(Saved data entries)

▼

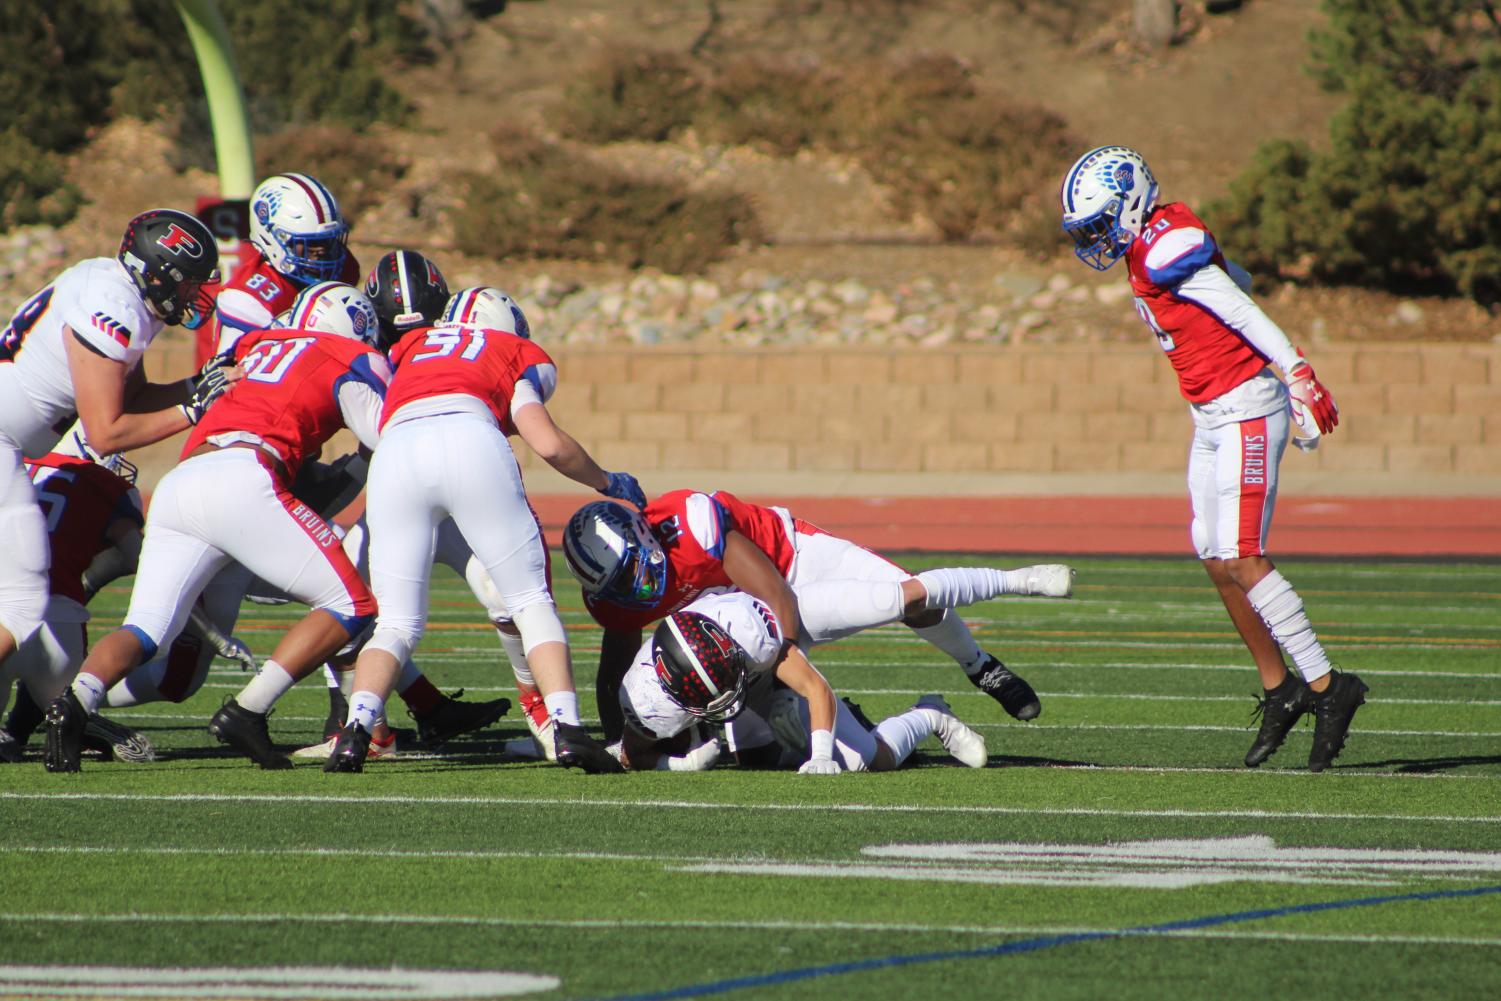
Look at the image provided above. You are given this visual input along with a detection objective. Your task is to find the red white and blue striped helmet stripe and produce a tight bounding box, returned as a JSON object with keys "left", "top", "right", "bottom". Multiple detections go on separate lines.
{"left": 285, "top": 281, "right": 378, "bottom": 345}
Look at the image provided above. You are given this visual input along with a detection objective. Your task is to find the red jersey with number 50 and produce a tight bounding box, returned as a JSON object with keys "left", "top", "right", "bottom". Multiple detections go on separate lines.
{"left": 1126, "top": 202, "right": 1270, "bottom": 403}
{"left": 380, "top": 324, "right": 556, "bottom": 433}
{"left": 584, "top": 489, "right": 798, "bottom": 632}
{"left": 182, "top": 328, "right": 390, "bottom": 477}
{"left": 25, "top": 454, "right": 142, "bottom": 604}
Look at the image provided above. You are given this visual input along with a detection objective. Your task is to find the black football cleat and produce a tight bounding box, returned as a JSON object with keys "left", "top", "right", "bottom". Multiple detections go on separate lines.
{"left": 841, "top": 697, "right": 876, "bottom": 732}
{"left": 969, "top": 655, "right": 1042, "bottom": 721}
{"left": 1308, "top": 671, "right": 1369, "bottom": 773}
{"left": 554, "top": 722, "right": 625, "bottom": 774}
{"left": 0, "top": 730, "right": 23, "bottom": 764}
{"left": 1244, "top": 674, "right": 1314, "bottom": 768}
{"left": 4, "top": 682, "right": 44, "bottom": 745}
{"left": 208, "top": 698, "right": 293, "bottom": 770}
{"left": 412, "top": 689, "right": 511, "bottom": 749}
{"left": 323, "top": 721, "right": 372, "bottom": 773}
{"left": 44, "top": 690, "right": 88, "bottom": 773}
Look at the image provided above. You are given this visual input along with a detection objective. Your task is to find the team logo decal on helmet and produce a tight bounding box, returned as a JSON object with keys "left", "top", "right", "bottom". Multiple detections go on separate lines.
{"left": 155, "top": 223, "right": 206, "bottom": 258}
{"left": 652, "top": 611, "right": 748, "bottom": 722}
{"left": 1060, "top": 145, "right": 1159, "bottom": 272}
{"left": 562, "top": 501, "right": 667, "bottom": 609}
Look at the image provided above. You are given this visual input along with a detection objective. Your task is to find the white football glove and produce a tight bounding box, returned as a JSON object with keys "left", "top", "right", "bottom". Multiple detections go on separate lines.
{"left": 798, "top": 756, "right": 843, "bottom": 775}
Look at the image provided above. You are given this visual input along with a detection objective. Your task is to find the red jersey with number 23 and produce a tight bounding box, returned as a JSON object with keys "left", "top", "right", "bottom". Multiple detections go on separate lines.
{"left": 585, "top": 488, "right": 798, "bottom": 632}
{"left": 1126, "top": 202, "right": 1270, "bottom": 403}
{"left": 380, "top": 324, "right": 556, "bottom": 433}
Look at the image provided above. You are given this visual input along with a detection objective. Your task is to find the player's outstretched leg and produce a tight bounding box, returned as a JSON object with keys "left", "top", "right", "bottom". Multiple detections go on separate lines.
{"left": 1307, "top": 670, "right": 1368, "bottom": 772}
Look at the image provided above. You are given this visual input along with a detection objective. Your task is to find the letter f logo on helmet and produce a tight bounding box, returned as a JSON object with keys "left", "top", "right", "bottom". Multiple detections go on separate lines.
{"left": 156, "top": 223, "right": 205, "bottom": 258}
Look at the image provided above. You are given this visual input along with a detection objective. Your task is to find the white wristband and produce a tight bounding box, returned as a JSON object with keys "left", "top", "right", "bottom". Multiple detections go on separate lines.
{"left": 810, "top": 728, "right": 834, "bottom": 761}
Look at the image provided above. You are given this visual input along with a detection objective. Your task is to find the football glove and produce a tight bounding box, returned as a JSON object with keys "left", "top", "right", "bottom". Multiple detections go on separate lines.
{"left": 600, "top": 470, "right": 647, "bottom": 509}
{"left": 798, "top": 756, "right": 843, "bottom": 775}
{"left": 1286, "top": 351, "right": 1339, "bottom": 435}
{"left": 180, "top": 358, "right": 235, "bottom": 425}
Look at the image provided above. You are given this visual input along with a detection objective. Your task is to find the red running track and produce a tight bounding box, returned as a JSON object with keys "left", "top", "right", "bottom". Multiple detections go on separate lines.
{"left": 528, "top": 494, "right": 1501, "bottom": 558}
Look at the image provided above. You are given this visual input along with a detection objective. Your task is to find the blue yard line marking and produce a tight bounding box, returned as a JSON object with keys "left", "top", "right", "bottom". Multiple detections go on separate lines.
{"left": 591, "top": 884, "right": 1501, "bottom": 1001}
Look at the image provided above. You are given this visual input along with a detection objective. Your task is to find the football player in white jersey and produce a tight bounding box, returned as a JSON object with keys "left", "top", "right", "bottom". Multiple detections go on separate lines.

▲

*HOW TO COMPLETE THIS TASK*:
The copy you write out must match the entries word for word, minus their pictures.

*ANSWER TO THE EXERCISE*:
Look at the image provided above. You are given this visual input along with a detection objective. Your task is to find the red white and blue striped helmet stripe and produce a tight bounding box, returned as a JSON object with keys "left", "top", "right", "bottom". Multiple detections go on separate lines.
{"left": 285, "top": 281, "right": 378, "bottom": 345}
Look at the image provided above. You are given this visual input along with a detection objective. Your task is to find the red jersey with number 50 and produce a tight bounding box, returned as a JSON object with keys "left", "top", "right", "bottom". Multiple detections go on separate lines.
{"left": 1126, "top": 202, "right": 1270, "bottom": 403}
{"left": 380, "top": 324, "right": 556, "bottom": 433}
{"left": 584, "top": 489, "right": 798, "bottom": 632}
{"left": 182, "top": 328, "right": 390, "bottom": 477}
{"left": 25, "top": 454, "right": 142, "bottom": 604}
Look at the image provided above. You are given this visual input along with a detection objective. Your task is to find the black football cleat and produce a tight bounding box, returned as a JSON object with keys "left", "top", "right", "bottom". Multiple detections go on separate lines.
{"left": 841, "top": 697, "right": 876, "bottom": 732}
{"left": 969, "top": 655, "right": 1042, "bottom": 721}
{"left": 1308, "top": 671, "right": 1369, "bottom": 773}
{"left": 554, "top": 722, "right": 625, "bottom": 774}
{"left": 0, "top": 730, "right": 23, "bottom": 764}
{"left": 1244, "top": 674, "right": 1314, "bottom": 768}
{"left": 4, "top": 682, "right": 44, "bottom": 745}
{"left": 208, "top": 698, "right": 293, "bottom": 770}
{"left": 412, "top": 689, "right": 511, "bottom": 749}
{"left": 323, "top": 721, "right": 372, "bottom": 773}
{"left": 44, "top": 690, "right": 88, "bottom": 773}
Look at the image provided above. You are given this visual input along with a detection objective. Your task is to find the team logo decal on helmet and produce a tight bounding box, returned as a JSON object with keys "left", "top", "right", "bottom". Multiple detections go on separate lines.
{"left": 155, "top": 223, "right": 206, "bottom": 258}
{"left": 652, "top": 611, "right": 748, "bottom": 722}
{"left": 1060, "top": 145, "right": 1159, "bottom": 272}
{"left": 562, "top": 501, "right": 667, "bottom": 609}
Look at the image provided above. You are given this visual input along with a detection objective. Your task is to find the white football glove and produce a tight bounding box, returned as a JSON object with keys "left", "top", "right", "bottom". Multiple detections go on separate lines.
{"left": 798, "top": 756, "right": 843, "bottom": 775}
Look at the image provided above. You are given this visual input along with a detection objective. Your task is to find the red jersey with number 23 and produce a tight bounding box, returned as a JSON object with keys "left", "top", "right", "bottom". Multiple detections go on separate lines.
{"left": 585, "top": 488, "right": 798, "bottom": 632}
{"left": 1126, "top": 202, "right": 1270, "bottom": 403}
{"left": 380, "top": 324, "right": 556, "bottom": 433}
Look at the image provided above. You are given this visual input along with a detection objective. Your task is to find the player's outstretched leg and produce a tight bounding box, returned as a JSON object with keys "left", "top", "right", "bottom". Multiple detections go on separate lines.
{"left": 1307, "top": 670, "right": 1368, "bottom": 772}
Look at the image provided above. You are given this visual input along with a detection objective. Your task is to find the letter f logo on helmet and produce a tight bounding box, returned as a JSON object with keys "left", "top", "right", "bottom". Multiple detections go on separate lines.
{"left": 156, "top": 223, "right": 205, "bottom": 258}
Look at the image provided above. You are given this visual input along with a detection objective. Your task is to find the white wristband and produce a tight bounding box, returned as a JSON object with keys "left", "top", "right", "bottom". Multiple detections go on separate lines.
{"left": 810, "top": 728, "right": 834, "bottom": 761}
Look at the image provided above. You are given this visual input along with a detection objective. Your task is to find the football glove and produce a tight bounding box, returned as a JSON object with keys "left", "top", "right", "bottom". Multiple detections go on separate lines.
{"left": 600, "top": 470, "right": 647, "bottom": 509}
{"left": 798, "top": 756, "right": 843, "bottom": 775}
{"left": 1286, "top": 351, "right": 1339, "bottom": 435}
{"left": 180, "top": 358, "right": 235, "bottom": 425}
Look at the image provided above. You are given this visual input along with a detection objective. Your task is to find the red running track and produce a tight bounding box, returned as a JSON object with keys "left", "top", "right", "bottom". Multiple detections go on separate lines.
{"left": 528, "top": 494, "right": 1501, "bottom": 558}
Look at the image provided above. You are given this visual input along with a detection objective. Your task is to find the blue yard line marking and produce a tight bounding box, returned as a JSON object with keys "left", "top", "right", "bottom". Multiple detections go on separate lines.
{"left": 591, "top": 884, "right": 1501, "bottom": 1001}
Look at the image provided above. You are given this visual input along with a detection objective. Your task is to find the football player in white jersey and produce a tight bounding box, returned as a JSON object with keys "left", "top", "right", "bottom". Multiple detections go on separate lines.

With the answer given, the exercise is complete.